(Data extracted from a collection)
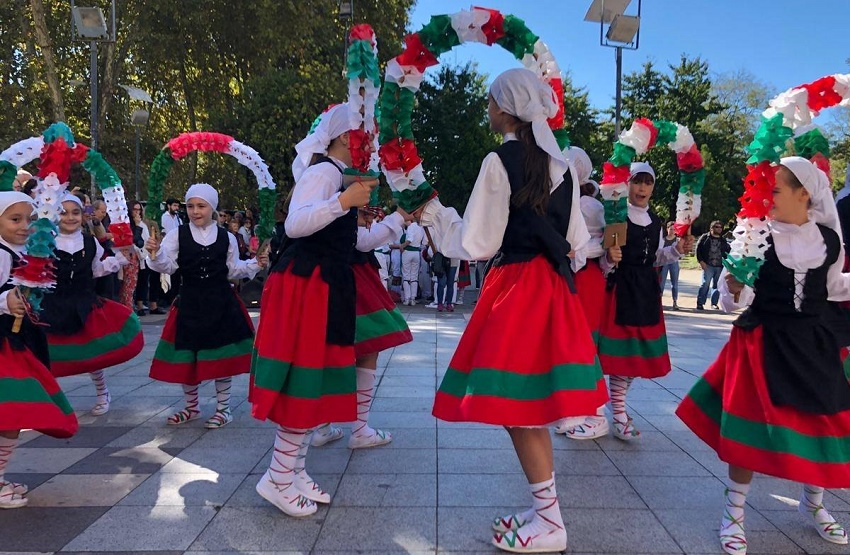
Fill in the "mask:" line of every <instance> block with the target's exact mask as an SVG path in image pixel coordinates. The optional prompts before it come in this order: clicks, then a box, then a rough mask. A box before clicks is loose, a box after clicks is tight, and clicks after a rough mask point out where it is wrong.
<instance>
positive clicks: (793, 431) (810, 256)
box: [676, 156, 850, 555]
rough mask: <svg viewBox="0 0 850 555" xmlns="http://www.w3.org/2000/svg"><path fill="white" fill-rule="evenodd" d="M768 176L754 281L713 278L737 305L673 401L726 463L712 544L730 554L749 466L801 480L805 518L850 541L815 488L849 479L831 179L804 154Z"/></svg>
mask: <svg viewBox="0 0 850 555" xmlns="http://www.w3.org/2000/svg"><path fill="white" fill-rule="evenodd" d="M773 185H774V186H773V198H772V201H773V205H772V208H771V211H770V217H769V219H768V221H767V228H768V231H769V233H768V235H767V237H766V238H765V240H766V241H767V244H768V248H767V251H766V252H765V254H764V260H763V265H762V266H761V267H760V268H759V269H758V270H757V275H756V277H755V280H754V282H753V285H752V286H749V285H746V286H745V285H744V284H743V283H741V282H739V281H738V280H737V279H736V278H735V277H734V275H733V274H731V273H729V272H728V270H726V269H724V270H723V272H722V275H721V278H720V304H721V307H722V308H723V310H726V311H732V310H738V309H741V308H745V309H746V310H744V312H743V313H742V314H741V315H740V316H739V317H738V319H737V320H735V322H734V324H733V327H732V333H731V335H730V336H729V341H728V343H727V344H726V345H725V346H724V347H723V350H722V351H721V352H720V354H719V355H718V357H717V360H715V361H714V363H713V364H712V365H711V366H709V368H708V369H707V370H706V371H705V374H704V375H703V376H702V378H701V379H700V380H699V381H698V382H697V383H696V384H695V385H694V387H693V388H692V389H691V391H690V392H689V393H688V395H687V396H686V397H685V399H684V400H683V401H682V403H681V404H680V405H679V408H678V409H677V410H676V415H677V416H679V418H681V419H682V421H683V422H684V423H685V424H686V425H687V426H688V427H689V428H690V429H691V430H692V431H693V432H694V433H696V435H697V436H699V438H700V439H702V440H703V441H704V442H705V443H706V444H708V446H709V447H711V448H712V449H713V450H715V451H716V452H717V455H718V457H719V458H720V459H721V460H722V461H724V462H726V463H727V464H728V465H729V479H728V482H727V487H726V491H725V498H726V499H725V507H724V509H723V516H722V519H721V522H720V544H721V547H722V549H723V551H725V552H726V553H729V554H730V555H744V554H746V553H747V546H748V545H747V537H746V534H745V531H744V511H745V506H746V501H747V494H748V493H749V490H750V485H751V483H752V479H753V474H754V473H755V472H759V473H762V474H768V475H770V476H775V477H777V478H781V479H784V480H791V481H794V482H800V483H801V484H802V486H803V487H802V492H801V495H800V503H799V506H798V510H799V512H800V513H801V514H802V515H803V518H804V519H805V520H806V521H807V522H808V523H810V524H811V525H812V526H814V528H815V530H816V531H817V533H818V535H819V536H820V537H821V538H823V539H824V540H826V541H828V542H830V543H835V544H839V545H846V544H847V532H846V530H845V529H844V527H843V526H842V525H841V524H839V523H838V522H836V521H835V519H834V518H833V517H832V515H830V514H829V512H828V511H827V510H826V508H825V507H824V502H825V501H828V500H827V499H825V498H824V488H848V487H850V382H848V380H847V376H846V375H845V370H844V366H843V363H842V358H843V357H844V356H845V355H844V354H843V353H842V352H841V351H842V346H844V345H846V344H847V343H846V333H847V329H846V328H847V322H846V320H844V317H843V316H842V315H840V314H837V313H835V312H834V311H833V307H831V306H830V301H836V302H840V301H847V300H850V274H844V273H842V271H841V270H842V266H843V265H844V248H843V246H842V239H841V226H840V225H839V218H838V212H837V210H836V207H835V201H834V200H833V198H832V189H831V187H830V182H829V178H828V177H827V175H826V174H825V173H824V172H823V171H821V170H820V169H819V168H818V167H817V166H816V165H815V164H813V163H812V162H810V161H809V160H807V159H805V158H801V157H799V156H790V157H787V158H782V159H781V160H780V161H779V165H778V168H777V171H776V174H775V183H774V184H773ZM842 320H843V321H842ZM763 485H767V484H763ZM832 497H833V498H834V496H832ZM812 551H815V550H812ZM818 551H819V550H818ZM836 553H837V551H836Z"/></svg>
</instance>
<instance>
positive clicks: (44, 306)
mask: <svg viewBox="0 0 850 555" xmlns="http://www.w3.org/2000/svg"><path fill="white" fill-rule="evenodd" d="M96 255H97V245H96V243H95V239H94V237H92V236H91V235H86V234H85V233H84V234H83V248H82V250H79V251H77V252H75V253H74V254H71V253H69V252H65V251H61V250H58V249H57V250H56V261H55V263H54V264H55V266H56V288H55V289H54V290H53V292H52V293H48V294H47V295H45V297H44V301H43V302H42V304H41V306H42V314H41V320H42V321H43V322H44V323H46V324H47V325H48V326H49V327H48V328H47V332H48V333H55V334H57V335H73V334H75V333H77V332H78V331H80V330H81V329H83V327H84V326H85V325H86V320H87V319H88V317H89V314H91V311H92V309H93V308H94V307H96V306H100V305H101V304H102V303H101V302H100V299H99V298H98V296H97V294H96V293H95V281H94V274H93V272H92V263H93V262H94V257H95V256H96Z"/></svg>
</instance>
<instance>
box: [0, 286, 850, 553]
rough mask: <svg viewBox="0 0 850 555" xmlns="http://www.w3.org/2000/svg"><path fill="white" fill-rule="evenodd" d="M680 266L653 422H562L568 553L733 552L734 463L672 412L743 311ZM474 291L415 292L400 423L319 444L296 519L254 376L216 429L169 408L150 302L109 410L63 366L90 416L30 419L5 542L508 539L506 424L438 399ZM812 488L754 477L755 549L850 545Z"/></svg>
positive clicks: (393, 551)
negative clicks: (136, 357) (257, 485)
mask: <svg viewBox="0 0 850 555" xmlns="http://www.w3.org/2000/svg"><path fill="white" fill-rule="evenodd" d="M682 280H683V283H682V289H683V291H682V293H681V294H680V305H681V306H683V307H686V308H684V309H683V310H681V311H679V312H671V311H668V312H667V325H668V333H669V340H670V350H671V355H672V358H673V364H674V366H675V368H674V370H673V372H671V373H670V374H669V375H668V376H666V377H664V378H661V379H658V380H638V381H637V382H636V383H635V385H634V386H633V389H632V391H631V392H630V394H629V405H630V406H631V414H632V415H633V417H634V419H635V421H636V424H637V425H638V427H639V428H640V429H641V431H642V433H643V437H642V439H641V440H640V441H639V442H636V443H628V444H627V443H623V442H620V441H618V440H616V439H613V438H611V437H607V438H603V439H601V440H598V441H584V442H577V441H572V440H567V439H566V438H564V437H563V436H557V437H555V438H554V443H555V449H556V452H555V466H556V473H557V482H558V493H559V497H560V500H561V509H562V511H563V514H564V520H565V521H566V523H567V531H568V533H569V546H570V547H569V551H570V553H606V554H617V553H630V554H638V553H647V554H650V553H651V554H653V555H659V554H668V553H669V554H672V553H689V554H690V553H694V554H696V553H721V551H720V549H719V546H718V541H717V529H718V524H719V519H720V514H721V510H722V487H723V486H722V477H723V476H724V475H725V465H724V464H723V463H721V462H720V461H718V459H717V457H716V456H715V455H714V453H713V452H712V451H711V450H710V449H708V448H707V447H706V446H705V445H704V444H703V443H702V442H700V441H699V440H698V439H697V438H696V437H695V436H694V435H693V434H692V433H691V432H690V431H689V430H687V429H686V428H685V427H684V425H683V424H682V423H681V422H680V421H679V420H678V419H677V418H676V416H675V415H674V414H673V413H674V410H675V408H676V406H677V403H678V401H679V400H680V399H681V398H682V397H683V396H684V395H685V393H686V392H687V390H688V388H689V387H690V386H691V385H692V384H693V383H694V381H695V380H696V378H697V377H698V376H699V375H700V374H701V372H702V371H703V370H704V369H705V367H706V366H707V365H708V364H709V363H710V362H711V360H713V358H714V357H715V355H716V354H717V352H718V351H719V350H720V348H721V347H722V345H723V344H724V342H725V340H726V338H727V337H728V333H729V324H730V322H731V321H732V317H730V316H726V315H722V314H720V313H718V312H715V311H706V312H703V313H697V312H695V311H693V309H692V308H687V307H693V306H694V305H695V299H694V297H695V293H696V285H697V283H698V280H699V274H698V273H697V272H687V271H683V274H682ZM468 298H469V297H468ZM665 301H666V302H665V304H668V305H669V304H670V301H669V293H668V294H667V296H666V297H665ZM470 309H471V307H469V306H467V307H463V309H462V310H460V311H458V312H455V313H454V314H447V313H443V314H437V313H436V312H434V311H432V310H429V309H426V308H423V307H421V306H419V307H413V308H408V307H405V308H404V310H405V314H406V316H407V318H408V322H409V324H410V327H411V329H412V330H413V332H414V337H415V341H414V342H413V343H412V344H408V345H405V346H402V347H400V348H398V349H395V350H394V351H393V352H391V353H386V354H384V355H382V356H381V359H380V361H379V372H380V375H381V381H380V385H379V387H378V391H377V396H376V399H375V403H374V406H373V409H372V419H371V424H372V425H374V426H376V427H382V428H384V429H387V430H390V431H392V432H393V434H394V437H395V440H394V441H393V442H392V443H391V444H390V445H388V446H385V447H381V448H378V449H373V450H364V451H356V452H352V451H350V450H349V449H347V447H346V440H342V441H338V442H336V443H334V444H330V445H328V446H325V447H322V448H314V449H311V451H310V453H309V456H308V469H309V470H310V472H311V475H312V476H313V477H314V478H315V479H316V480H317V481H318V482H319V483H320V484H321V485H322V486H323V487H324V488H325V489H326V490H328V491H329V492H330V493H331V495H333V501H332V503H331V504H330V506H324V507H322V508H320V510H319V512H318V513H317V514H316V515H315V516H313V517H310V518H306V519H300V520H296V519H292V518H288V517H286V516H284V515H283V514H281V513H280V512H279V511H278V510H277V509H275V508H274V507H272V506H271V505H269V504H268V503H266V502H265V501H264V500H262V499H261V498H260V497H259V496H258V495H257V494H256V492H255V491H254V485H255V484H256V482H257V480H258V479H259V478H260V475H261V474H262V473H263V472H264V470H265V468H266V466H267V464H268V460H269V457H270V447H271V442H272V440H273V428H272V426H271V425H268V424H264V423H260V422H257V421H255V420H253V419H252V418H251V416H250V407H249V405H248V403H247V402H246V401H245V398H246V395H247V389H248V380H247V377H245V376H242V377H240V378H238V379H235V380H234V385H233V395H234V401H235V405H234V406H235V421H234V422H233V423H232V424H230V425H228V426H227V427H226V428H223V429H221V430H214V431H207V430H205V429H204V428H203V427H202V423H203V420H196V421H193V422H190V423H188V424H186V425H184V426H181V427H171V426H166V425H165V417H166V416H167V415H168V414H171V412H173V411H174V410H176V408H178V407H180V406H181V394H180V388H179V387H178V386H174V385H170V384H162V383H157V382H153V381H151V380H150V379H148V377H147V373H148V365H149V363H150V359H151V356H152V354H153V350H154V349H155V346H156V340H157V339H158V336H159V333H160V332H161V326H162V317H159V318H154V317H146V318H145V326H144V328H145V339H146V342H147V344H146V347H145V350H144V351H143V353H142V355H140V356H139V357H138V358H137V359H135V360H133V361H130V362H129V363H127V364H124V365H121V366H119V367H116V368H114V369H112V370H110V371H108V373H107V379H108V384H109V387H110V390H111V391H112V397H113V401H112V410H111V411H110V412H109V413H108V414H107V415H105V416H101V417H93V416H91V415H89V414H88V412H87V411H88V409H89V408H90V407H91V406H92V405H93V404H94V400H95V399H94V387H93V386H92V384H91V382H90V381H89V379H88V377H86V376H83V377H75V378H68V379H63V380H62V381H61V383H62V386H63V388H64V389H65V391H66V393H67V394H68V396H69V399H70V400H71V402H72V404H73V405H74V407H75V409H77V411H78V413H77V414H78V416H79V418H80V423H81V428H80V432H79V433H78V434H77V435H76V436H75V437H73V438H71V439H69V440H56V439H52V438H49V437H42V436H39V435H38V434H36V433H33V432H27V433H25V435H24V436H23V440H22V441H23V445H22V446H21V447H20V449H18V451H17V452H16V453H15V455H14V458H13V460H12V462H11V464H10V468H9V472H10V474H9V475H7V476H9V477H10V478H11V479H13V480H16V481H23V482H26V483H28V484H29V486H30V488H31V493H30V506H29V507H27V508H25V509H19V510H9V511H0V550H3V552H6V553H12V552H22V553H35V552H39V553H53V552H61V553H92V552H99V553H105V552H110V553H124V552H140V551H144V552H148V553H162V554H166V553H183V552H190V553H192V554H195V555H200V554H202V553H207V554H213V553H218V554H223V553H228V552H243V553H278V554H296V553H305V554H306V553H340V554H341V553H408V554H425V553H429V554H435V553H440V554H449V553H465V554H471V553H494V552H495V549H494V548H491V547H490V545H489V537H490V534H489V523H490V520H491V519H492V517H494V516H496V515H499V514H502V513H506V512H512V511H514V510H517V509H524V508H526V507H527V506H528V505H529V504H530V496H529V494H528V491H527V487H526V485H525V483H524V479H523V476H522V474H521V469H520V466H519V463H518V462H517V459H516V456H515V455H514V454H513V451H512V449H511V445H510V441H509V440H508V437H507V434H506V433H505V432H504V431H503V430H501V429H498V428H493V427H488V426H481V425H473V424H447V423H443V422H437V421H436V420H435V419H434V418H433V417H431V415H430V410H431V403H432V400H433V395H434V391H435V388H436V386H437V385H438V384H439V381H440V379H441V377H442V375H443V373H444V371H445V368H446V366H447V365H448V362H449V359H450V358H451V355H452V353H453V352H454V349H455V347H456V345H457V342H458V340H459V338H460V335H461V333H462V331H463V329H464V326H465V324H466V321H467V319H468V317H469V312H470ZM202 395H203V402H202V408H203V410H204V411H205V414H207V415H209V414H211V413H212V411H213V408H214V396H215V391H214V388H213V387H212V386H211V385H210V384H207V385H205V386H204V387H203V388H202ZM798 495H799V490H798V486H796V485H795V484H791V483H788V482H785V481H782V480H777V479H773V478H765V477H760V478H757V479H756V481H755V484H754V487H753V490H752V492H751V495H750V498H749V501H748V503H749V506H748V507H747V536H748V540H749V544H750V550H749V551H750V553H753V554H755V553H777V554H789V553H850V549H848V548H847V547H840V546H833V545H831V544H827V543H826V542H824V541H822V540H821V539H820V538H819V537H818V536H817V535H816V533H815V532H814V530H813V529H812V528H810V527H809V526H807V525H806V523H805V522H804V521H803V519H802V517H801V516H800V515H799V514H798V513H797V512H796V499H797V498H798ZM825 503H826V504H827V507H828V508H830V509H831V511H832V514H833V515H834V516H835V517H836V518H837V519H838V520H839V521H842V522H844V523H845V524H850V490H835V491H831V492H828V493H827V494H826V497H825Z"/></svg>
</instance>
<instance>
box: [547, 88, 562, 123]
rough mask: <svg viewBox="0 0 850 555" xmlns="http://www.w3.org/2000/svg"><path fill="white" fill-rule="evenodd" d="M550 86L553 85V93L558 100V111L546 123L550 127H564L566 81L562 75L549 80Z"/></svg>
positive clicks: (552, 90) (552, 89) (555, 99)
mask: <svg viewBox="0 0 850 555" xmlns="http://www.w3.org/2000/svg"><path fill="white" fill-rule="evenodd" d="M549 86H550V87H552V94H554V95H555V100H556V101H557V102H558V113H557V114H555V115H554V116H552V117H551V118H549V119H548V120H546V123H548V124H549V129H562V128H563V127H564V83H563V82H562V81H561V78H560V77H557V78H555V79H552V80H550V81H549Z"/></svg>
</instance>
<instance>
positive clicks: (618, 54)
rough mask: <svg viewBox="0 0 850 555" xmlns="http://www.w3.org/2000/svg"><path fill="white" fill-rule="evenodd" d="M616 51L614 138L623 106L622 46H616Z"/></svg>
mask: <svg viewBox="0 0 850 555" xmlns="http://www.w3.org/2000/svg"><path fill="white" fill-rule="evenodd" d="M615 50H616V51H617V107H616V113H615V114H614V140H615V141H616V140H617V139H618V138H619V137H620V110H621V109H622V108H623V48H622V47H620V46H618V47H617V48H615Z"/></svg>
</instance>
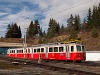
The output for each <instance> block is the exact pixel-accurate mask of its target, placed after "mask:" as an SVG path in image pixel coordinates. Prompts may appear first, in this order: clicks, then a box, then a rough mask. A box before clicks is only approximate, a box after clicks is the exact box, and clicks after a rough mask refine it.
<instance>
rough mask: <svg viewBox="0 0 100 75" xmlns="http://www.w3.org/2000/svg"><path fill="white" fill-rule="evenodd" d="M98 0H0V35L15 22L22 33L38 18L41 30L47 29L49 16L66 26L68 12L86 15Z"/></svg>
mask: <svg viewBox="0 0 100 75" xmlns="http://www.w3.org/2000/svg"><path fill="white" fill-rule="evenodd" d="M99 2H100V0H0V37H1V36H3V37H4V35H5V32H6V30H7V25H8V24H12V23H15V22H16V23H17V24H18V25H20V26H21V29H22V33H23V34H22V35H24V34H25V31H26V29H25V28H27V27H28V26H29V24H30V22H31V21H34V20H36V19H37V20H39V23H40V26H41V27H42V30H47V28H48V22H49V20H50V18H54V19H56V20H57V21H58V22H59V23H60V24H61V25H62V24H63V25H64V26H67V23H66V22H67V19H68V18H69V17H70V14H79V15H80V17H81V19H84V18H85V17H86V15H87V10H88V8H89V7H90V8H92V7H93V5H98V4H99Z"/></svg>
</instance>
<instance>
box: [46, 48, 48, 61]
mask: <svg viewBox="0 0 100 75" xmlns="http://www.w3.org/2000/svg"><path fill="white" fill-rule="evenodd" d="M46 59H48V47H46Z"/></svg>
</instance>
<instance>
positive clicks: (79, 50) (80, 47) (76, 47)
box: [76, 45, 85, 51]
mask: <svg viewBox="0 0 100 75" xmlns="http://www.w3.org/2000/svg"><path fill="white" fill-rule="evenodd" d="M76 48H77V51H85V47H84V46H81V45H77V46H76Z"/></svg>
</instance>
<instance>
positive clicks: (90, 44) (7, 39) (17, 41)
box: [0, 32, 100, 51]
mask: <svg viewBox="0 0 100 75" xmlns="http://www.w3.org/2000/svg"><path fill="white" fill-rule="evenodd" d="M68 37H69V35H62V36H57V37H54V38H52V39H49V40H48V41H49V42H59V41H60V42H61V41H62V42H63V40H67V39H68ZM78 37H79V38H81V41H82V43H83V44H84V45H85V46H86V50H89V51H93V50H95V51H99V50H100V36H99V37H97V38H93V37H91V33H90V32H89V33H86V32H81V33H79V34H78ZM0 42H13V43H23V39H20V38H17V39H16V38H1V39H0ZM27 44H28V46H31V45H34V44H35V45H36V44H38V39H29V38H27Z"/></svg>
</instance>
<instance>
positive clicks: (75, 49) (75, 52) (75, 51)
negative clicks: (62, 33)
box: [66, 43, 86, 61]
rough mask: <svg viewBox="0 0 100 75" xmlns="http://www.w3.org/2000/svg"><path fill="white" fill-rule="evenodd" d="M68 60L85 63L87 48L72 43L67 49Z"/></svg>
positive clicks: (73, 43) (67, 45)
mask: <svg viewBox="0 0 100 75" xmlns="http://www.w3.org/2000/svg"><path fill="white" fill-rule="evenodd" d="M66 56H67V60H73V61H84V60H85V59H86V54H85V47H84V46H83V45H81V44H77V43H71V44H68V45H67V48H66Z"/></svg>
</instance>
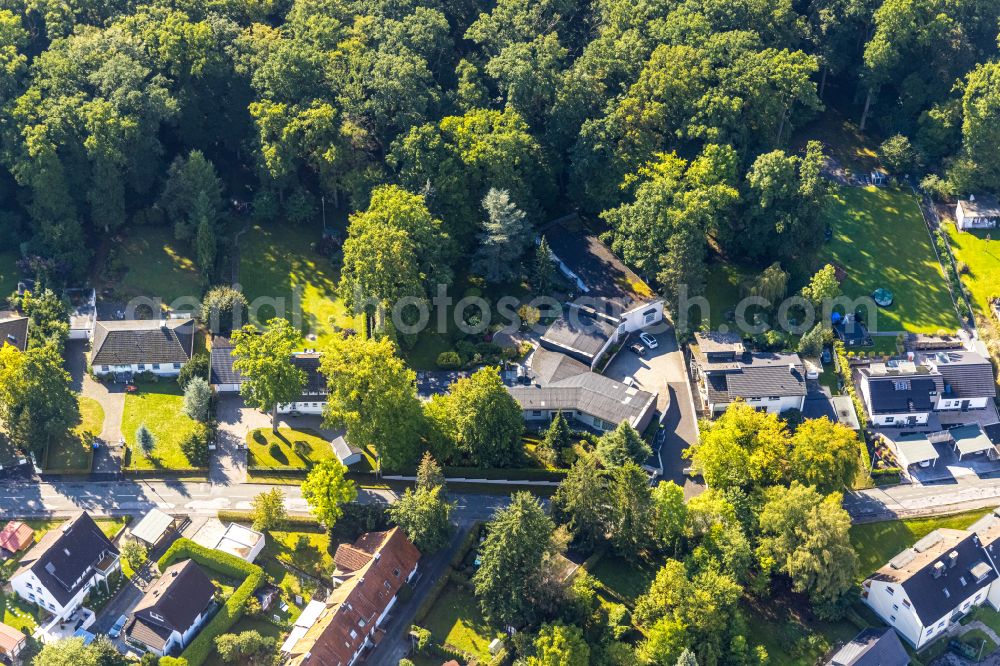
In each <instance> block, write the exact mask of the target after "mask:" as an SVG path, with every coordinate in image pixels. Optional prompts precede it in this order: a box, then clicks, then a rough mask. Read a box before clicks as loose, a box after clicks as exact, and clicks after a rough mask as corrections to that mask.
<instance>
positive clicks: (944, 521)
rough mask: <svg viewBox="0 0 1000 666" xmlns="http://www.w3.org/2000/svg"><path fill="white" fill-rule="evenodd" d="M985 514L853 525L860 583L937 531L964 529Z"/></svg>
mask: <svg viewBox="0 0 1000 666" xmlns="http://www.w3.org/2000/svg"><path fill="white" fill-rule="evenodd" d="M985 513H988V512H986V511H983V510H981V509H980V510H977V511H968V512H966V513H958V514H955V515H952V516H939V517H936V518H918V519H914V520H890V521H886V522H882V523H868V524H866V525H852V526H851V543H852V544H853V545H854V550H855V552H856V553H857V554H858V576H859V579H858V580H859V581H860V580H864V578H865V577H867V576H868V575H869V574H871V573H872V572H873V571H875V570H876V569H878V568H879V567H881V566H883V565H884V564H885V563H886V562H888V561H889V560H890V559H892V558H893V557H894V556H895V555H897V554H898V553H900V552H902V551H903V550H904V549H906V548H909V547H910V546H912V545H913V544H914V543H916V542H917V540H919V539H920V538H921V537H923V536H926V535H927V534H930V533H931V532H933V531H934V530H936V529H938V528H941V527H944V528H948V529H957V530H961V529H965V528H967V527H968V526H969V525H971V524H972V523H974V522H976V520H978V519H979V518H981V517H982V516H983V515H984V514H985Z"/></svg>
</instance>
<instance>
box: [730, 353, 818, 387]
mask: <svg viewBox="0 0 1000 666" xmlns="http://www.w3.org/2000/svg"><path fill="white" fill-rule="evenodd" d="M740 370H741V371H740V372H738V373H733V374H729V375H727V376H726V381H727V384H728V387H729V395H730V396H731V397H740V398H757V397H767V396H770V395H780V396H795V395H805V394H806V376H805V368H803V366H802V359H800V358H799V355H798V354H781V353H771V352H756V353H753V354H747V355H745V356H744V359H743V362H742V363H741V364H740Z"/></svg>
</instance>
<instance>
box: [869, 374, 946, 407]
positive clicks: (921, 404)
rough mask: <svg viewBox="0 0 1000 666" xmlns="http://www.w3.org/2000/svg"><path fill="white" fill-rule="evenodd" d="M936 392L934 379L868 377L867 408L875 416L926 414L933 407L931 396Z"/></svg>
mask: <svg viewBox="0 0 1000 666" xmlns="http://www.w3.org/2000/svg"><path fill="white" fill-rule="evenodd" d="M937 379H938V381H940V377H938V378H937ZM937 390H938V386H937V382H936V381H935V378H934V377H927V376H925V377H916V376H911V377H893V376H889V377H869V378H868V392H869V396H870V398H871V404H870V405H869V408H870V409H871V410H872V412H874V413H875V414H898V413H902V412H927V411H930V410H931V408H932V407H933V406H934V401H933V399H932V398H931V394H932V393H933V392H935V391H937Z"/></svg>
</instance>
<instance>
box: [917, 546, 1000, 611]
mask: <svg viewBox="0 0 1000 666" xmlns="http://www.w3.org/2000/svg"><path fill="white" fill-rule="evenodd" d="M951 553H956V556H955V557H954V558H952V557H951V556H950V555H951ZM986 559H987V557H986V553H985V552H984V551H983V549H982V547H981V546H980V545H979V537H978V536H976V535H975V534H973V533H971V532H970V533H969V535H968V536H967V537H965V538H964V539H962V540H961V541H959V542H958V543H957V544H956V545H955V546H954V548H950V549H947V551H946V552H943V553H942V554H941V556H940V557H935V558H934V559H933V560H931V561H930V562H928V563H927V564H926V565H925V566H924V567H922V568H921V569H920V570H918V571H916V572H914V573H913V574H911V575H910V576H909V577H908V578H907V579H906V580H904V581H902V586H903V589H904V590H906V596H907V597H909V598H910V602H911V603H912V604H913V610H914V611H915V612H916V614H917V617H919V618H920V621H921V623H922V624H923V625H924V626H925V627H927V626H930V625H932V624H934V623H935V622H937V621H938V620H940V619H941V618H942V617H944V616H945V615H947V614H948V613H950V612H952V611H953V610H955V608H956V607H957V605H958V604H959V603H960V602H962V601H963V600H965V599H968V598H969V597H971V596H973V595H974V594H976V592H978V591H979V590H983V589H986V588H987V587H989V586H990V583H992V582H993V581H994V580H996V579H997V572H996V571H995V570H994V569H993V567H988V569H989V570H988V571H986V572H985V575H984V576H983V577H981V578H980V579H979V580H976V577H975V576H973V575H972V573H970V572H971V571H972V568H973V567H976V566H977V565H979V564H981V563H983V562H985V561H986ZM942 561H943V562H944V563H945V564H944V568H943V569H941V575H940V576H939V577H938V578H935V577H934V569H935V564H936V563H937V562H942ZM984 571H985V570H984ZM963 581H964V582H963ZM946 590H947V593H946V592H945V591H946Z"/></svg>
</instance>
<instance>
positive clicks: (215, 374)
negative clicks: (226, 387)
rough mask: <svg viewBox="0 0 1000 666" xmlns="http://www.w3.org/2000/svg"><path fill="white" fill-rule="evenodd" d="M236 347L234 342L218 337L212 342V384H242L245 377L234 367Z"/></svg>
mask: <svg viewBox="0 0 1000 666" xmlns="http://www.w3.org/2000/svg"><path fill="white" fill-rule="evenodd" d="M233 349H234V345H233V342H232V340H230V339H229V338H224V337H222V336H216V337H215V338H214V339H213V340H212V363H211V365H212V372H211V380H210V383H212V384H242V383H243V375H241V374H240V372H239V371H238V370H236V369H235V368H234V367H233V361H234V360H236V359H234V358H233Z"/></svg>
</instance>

Exercise details: The required output is a verbatim repetition of the lines from the opening of the entries above through the line containing "box: [676, 156, 850, 555]", inclusive, with no pictures and nothing else.

Response for this exercise:
Fill in the "mask:" line of every <instance> block with the target's exact mask as an SVG path in image pixel coordinates. The optional prompts before it come in this order: clicks, then a box, then a rough mask. A box before clicks is loose, a box after clicks is tight, and clicks after a rough mask point out where it is wrong.
<instance>
positive clicks: (793, 431) (810, 256)
box: [676, 156, 850, 555]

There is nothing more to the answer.